Activity »
All of the entries need to be set down exactly as they read.

____________________

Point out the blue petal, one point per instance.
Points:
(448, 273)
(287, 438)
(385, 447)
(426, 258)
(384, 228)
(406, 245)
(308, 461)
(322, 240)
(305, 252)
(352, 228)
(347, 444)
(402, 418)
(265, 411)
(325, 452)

____________________

Exercise output »
Point out the blue petal, one point per instance.
Points:
(448, 273)
(287, 438)
(385, 447)
(426, 258)
(384, 228)
(406, 245)
(308, 461)
(322, 240)
(305, 252)
(352, 228)
(347, 444)
(402, 418)
(265, 411)
(325, 452)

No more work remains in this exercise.